(Entries from a point annotation set)

________________

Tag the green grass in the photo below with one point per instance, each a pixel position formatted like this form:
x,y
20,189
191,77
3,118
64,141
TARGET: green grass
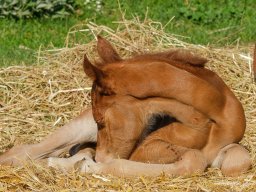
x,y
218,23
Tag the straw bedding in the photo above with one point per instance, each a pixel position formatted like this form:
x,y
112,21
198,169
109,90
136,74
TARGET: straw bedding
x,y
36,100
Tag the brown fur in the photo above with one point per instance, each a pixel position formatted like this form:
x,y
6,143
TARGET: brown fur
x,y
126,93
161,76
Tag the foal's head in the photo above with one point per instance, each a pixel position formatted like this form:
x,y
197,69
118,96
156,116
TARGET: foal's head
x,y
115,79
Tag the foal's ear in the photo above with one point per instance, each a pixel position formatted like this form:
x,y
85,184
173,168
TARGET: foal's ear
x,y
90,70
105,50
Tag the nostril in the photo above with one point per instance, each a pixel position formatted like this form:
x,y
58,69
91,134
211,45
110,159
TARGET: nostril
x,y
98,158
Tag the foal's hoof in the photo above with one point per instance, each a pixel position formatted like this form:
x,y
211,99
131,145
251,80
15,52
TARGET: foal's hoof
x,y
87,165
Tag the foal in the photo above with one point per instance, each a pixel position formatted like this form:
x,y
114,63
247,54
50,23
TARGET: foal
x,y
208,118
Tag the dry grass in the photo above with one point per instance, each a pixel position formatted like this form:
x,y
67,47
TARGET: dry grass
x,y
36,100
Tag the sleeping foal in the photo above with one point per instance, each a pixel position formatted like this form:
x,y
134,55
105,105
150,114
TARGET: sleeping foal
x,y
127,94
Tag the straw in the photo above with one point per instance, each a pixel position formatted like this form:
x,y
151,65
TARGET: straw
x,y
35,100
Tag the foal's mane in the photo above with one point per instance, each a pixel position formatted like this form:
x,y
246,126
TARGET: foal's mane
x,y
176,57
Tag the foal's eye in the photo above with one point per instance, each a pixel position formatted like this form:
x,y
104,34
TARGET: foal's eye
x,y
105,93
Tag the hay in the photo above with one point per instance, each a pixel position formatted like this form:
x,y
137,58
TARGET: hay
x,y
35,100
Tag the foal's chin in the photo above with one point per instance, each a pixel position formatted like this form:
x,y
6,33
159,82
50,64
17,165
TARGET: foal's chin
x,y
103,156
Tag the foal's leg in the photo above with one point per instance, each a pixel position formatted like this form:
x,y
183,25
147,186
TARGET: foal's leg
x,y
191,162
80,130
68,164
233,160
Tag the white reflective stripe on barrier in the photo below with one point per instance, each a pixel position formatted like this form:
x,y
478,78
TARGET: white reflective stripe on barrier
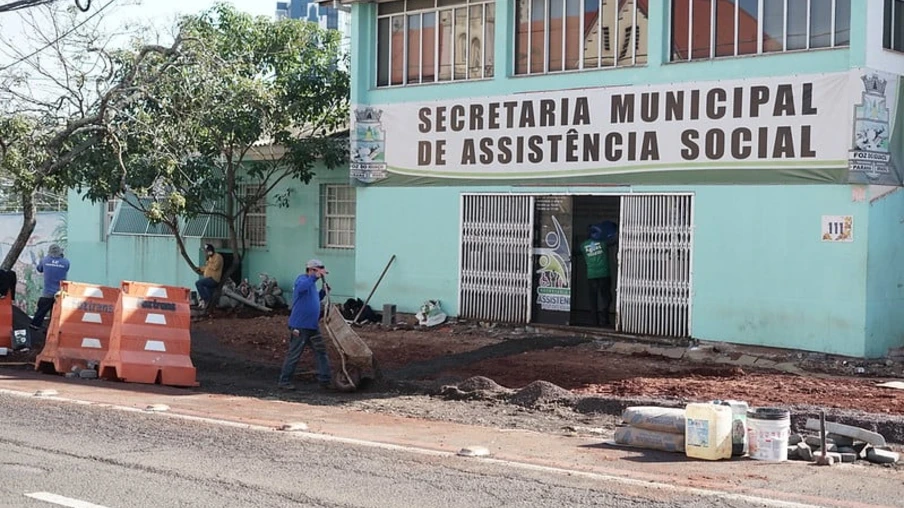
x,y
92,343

________________

● Problem description:
Write out all the records again, switching each "Tag" to "Mark" and keeping everything else the same. Leave the pictures out of your answer.

● Exercise response:
Mark the green grass in the photo below with one point per instance, each a pixel position formatted like this form:
x,y
20,189
191,77
3,118
64,141
TARGET: green grass
x,y
218,23
Mark the straw bedding in the photo above with one point per instance, each a pixel position formatted like this form:
x,y
112,21
198,169
109,90
136,74
TARGET: straw bedding
x,y
36,100
Mark the brown fur in the photo above with one point per instance, each a pixel position formatted like this form:
x,y
6,143
TARGET: brown fur
x,y
126,93
161,76
Mark the foal's head in the photo above with one point per instance, each a pixel position formatted like this form:
x,y
197,69
118,96
156,116
TARGET: foal's head
x,y
115,79
Mark the foal's ear in the photo above with one point per instance, each a pixel position formatted like this form:
x,y
85,184
173,168
TARGET: foal's ear
x,y
90,70
105,50
Mark the nostril in the photo above with one point per instance, each a pixel position formatted like this form:
x,y
58,69
91,134
211,45
110,159
TARGET: nostril
x,y
98,158
Mark the foal's hoof in the photo above with one point per instance, each a pixel position formatted like this form:
x,y
211,99
131,145
251,80
15,52
TARGET: foal's hoof
x,y
87,165
Mark the foal in the photo above with one point per instance, each a pixel position formatted like this form:
x,y
114,63
247,54
50,23
TARGET: foal
x,y
208,118
Mark the dry grass in the photo above with one point per instance, each a pixel position formatted like this form:
x,y
67,47
TARGET: dry grass
x,y
36,100
Mark the sleeping foal in the photo above with one point per instance, each a pixel position formatted like this form:
x,y
134,55
105,105
150,114
TARGET: sleeping foal
x,y
127,94
Mark the straw in the photo above with one point per instance, each a pixel position formatted like this form:
x,y
151,65
TARGET: straw
x,y
35,100
Mark the foal's mane in the photo above with one point per instance, each a pixel position formatted like this form:
x,y
246,126
TARGET: foal's mane
x,y
176,57
Mark the foal's eye in the photo above with one point per instance, each a pixel position formatted like this form:
x,y
104,34
TARGET: foal's eye
x,y
105,93
Mark the hay in the photo above with one point per instance, each a pixel position formatted like this form:
x,y
137,58
TARGET: hay
x,y
35,100
Mark the foal's chin in the photo above with one point per instance, each a pixel position formatted like this form:
x,y
6,33
159,82
50,64
17,165
TARGET: foal's chin
x,y
103,156
Mark the foal's leg in the photo above with one point per instance, each a pixel position formatted like this form:
x,y
183,25
147,186
TARGET: foal's leg
x,y
191,162
80,130
68,164
233,160
Mark the white reflective stripe on barrier in the photo below with one point per instance, each a pixel position formatted like this form:
x,y
478,78
TARGET: white reflective stripe on barrier
x,y
92,343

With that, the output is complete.